→ Vorliegender Text:
##############################

# Kanäle Roermond



## Szczupakhunter (8. Oktober 2015)

Hallo liebe Angler!:vik:

Ich hätte eine Frage kennt ihr Kanäle in Roermond die in denen man momentan gut Angeln kann?
Ich bedanke mich im Voraus

Grüße David


----------



## Checco (8. Oktober 2015)

*AW: Kanäle Roermond*

Kanäle in und um Roermond kenne ich, auf was möchtest du denn angeln?


----------



## Szczupakhunter (8. Oktober 2015)

Auf Zander,Hecht und Barsch Aal wird glaube ich nicht so möglich sein aber sonst ja wie oben beschrieben Zander barsch Hecht. Wollte Spinnen und oder posenmontagen


----------



## Checco (8. Oktober 2015)

*AW: Kanäle Roermond*

Hechte treiben sich nicht so viele in den Kanälen rum, wenn ich mal einen dran habe war das meist vor Wehren, Schleusen und Stellen wo Schilf vorhanden ist, aber meistens geh ich auf Barschjagd in den Kanälen, dass sind die Fische die meist am Haken hängen, Zander gehen auch mal ab und zu.
 Ich fische zu 90% mit Gummifisch in den Kanälen, Spinner an den Spundwänden geht auch, die mittleren Größen der Barsche sind schon recht ordentlich und richtig kapitale gibt's da ja auch.
 Muß man auch kein Geheimnis draus machen bei so vielen Kilometer an Kanal.
 Ich fahre gerne an den Kanal, zum Winter hin wird's aber recht schwierig da die Fische sich ins Tiefere zurück ziehen. Da bist du am Besten mit Boot auf den Plassen aufgehoben.

##############################

→ Schriftliche Aufgabe A:
Kopiere aus den Datensätzen unten alles von der Zeile mit "the dead tree" bis hinunter zum Ende der Datensätze, Zeile für Zeile unverändert. Beide Enden gehören dazu.

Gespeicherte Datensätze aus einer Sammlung
##############################

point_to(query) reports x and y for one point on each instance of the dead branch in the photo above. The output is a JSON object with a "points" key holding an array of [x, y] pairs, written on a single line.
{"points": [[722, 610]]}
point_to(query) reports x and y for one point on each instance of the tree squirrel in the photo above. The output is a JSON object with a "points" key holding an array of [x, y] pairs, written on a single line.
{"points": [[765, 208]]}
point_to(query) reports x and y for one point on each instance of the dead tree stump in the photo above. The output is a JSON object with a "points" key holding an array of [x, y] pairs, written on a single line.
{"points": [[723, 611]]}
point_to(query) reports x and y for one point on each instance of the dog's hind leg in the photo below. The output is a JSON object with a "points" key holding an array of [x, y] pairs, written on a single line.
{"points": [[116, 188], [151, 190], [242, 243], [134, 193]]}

##############################

→ Schriftliche Aufgabe B:
Nimm den Forumsthread über das Angeln in den Kanälen um Roermond wieder auf und schreibe ihn nach seinem letzten Satz weiter.

→ Schriftliche Antwort A:
point_to(query) reports x and y for one point on each instance of the dead tree stump in the photo above. The output is a JSON object with a "points" key holding an array of [x, y] pairs, written on a single line.
{"points": [[723, 611]]}
point_to(query) reports x and y for one point on each instance of the dog's hind leg in the photo below. The output is a JSON object with a "points" key holding an array of [x, y] pairs, written on a single line.
{"points": [[116, 188], [151, 190], [242, 243], [134, 193]]}

→ Schriftliche Antwort B:
 Im Winter suche ich die Stellen im Kanal auf die bis auf ca. 6 Meter runter gehen, meistens ist der Kanal 2,50 -3 Meter tief.
 Als Tipp damit du dich nicht dumm und dämlich suchst nach tieferen Stellen, meistens da wo künstlich irgendwas ins Wasser ragt, meist in der Nähe von Schleusen.


----------



## Szczupakhunter (8. Oktober 2015)

Ja nur wo sind die Kanäle genau wie heißen sie vielleicht weil Plassen ist da die Maas oder?


----------



## Checco (8. Oktober 2015)

*AW: Kanäle Roermond*

Nederweertkanal, Julianakanal z.b. gib das mal bei Google earth oder so ein.
 Nein die Maas ist die Maas, die Plassen sind die Seen, die haben fast alle eine Verbindung zur Maas.
 Asselter Plassen, Zuiderplass, Ooler Plass usw.
 Wie gesagt, google das mal auf der Karte und schau dir das mal in Ruhe an
 Da ist schon recht viel Wasser...


----------



## Szczupakhunter (8. Oktober 2015)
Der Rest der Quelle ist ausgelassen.